Referring expression grounding data:
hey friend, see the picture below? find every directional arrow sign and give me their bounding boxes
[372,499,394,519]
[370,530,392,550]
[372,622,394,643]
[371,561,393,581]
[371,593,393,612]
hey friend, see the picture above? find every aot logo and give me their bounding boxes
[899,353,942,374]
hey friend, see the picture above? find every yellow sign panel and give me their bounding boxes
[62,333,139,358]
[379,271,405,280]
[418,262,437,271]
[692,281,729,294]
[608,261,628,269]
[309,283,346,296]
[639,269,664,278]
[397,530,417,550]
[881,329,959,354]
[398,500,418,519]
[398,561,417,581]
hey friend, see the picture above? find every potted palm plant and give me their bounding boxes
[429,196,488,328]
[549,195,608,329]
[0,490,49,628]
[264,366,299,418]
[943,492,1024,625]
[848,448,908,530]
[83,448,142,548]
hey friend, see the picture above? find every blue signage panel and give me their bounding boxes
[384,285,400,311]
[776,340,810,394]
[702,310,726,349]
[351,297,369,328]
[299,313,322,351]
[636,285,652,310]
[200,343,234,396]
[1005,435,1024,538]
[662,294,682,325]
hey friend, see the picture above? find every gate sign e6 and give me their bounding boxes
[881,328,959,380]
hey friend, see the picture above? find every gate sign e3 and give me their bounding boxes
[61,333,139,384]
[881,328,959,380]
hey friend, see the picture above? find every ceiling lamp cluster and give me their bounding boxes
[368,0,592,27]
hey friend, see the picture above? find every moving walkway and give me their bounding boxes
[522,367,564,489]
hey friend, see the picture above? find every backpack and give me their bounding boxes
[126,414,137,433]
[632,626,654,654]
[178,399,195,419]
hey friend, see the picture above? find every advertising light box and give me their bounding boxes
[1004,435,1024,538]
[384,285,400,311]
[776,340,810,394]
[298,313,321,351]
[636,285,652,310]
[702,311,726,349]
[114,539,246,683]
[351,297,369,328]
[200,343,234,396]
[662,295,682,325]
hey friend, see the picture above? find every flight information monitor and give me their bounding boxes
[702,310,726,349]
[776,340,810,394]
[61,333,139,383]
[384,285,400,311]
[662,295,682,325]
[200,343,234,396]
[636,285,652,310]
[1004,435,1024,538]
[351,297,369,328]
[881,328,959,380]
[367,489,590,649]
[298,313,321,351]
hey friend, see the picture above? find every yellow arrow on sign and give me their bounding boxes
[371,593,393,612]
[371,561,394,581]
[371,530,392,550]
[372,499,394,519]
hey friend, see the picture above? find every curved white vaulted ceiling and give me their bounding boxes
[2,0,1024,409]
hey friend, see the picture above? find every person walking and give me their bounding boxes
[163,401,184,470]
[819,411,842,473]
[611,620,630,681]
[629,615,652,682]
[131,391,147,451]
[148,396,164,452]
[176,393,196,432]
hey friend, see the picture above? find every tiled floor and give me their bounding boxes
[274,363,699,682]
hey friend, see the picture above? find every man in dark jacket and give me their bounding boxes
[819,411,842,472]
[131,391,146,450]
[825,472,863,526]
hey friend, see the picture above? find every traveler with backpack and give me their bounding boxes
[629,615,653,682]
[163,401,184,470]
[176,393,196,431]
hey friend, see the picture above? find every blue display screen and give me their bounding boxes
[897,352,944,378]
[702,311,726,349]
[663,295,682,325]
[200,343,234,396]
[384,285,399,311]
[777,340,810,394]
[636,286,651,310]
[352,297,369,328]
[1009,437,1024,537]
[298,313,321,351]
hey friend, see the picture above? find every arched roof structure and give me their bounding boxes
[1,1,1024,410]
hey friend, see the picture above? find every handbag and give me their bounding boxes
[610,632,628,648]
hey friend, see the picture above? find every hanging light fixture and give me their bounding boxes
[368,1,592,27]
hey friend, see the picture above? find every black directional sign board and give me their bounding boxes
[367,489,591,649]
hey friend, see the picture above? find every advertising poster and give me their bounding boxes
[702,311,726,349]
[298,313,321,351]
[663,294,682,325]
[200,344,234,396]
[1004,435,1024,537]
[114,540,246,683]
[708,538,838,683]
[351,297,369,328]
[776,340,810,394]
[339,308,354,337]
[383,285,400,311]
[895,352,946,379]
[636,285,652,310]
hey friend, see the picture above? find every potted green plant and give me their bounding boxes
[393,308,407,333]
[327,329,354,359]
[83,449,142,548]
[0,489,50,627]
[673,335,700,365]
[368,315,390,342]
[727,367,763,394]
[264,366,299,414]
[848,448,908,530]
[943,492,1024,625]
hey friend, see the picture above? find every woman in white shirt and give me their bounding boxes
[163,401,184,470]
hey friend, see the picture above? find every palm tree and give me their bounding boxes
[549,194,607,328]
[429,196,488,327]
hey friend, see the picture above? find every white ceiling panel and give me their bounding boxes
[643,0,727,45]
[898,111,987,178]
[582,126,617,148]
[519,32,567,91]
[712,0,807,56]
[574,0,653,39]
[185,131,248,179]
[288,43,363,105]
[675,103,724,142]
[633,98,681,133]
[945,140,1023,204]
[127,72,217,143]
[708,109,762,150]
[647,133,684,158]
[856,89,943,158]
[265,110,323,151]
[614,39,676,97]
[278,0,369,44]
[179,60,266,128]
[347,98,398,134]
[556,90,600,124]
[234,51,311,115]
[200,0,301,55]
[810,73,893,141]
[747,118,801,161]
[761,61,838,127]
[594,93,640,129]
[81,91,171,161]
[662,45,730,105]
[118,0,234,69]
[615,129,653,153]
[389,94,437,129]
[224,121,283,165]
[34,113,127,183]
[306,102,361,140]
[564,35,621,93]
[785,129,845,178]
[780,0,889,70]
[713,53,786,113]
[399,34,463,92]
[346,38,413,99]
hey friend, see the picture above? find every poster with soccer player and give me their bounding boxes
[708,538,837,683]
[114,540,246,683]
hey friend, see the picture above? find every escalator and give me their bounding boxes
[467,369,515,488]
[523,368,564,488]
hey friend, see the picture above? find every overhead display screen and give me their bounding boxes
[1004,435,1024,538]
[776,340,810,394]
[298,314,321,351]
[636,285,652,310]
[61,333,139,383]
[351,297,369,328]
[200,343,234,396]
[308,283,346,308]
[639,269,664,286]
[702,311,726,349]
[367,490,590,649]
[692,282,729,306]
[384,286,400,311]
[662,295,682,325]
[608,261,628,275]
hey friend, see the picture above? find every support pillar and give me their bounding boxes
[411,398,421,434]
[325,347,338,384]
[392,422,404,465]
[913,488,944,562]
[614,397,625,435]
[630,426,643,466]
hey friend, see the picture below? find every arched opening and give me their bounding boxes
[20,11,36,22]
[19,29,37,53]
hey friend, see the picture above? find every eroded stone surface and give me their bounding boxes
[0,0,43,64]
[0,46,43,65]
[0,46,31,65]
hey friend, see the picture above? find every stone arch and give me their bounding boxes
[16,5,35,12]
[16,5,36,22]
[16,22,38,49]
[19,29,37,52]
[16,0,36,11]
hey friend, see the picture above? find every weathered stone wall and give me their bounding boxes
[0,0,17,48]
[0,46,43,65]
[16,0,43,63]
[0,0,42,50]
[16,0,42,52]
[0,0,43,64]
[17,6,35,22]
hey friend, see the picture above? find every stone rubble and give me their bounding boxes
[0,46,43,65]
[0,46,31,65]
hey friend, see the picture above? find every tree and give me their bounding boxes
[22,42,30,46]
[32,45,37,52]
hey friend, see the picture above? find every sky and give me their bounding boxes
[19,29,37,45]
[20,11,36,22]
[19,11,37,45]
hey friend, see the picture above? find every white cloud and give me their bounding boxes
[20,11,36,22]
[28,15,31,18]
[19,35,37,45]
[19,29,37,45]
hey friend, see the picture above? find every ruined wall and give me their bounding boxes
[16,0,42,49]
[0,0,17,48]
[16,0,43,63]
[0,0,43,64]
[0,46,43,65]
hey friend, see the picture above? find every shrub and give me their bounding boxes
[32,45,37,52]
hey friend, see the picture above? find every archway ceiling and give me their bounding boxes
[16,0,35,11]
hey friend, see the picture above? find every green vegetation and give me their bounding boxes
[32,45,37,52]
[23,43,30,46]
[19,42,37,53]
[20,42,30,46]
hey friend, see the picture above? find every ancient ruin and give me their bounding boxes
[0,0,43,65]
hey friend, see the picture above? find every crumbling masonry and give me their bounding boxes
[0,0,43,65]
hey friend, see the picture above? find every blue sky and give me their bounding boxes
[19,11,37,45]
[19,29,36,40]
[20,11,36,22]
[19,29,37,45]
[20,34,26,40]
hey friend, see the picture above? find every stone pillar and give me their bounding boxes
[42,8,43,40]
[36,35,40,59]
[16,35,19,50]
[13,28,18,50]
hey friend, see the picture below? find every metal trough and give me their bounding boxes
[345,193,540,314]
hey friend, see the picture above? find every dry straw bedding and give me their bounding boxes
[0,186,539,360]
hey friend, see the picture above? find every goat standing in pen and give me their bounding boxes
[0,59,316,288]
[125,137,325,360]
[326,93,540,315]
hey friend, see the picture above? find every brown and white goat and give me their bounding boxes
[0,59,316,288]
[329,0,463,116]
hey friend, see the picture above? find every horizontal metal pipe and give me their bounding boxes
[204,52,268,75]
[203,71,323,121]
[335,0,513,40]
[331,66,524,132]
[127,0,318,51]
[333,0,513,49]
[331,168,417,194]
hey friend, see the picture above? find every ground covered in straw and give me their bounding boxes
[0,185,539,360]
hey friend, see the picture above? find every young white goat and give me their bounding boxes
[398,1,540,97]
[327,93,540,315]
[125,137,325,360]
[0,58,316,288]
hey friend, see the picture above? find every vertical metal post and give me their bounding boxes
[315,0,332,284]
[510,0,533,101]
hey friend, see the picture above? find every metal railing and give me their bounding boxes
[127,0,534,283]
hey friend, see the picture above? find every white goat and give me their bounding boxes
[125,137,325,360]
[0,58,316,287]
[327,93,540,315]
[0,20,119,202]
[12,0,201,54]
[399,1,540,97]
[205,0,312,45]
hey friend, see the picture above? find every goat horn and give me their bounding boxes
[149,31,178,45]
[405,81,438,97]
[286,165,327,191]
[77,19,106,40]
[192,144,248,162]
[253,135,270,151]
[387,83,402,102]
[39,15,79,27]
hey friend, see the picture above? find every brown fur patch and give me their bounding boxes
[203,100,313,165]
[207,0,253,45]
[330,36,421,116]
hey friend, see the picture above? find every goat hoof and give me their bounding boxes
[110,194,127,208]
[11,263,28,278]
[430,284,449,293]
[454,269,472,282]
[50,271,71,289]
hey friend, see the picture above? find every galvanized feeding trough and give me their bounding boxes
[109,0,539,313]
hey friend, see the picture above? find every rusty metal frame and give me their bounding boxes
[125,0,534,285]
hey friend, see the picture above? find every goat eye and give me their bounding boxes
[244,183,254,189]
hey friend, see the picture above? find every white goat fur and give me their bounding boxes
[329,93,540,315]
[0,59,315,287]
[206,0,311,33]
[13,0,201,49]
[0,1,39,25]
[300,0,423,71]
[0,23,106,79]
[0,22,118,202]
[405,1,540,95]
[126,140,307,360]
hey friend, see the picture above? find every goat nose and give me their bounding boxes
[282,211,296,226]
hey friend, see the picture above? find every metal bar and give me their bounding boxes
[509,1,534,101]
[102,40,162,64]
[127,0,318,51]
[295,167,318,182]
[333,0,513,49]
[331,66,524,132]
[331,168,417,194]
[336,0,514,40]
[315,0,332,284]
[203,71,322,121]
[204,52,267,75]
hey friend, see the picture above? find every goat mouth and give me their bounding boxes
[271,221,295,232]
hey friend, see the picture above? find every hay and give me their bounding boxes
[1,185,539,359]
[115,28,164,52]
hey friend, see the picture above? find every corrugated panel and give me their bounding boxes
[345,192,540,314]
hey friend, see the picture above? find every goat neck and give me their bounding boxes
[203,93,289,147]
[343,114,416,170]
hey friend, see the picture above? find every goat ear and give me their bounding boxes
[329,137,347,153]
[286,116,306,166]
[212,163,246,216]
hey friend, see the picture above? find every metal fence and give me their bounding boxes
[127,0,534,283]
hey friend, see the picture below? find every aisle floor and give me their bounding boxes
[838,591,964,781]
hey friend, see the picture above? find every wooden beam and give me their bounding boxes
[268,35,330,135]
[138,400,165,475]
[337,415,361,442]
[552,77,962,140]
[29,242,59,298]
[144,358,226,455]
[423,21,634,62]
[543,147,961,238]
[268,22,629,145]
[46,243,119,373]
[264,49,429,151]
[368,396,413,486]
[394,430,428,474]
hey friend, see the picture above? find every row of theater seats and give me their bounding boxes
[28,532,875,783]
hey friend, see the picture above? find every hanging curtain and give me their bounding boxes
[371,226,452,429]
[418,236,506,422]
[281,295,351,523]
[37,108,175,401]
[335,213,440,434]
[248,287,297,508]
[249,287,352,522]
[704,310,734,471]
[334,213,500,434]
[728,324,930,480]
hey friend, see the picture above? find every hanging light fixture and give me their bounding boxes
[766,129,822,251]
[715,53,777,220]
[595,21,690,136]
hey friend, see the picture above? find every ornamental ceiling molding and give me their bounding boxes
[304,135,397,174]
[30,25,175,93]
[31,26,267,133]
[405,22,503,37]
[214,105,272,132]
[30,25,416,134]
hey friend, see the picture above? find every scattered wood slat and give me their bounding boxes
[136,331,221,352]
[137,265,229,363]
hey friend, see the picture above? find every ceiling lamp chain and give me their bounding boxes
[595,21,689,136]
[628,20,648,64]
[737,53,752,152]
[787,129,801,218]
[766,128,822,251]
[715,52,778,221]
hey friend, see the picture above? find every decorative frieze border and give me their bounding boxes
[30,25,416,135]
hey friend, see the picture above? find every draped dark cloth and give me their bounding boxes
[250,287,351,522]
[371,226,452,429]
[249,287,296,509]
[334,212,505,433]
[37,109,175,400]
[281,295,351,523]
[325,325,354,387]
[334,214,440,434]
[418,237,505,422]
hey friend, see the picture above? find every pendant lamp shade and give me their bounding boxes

§ **Prompt**
The answer is the line containing "hey friend, see the picture above? find every scattered" together with every line after it in the records, repeated exactly and with nothing else.

§ **Written answer**
hey friend, see the picture above? find every scattered wood slat and give me their bounding boxes
[136,331,221,352]
[137,265,229,363]
hey friend, see the picture above? find every ceiling lamp chain and give me their bounding boxes
[595,21,689,136]
[628,20,648,64]
[737,53,752,152]
[787,129,801,218]
[766,128,822,251]
[715,52,778,221]
hey friend, see the picture above? find every decorative frieze border and give me their bounding boxes
[30,25,416,135]
hey friend, see the picture above? find every draped dark cloth and give me their bounding boxes
[250,287,351,522]
[371,226,452,429]
[249,287,296,509]
[334,212,505,433]
[37,109,175,400]
[281,295,351,523]
[325,325,354,387]
[334,214,440,434]
[418,237,505,422]
hey friend, see the picture above? find every pendant lamp shade and give me their bounding boxes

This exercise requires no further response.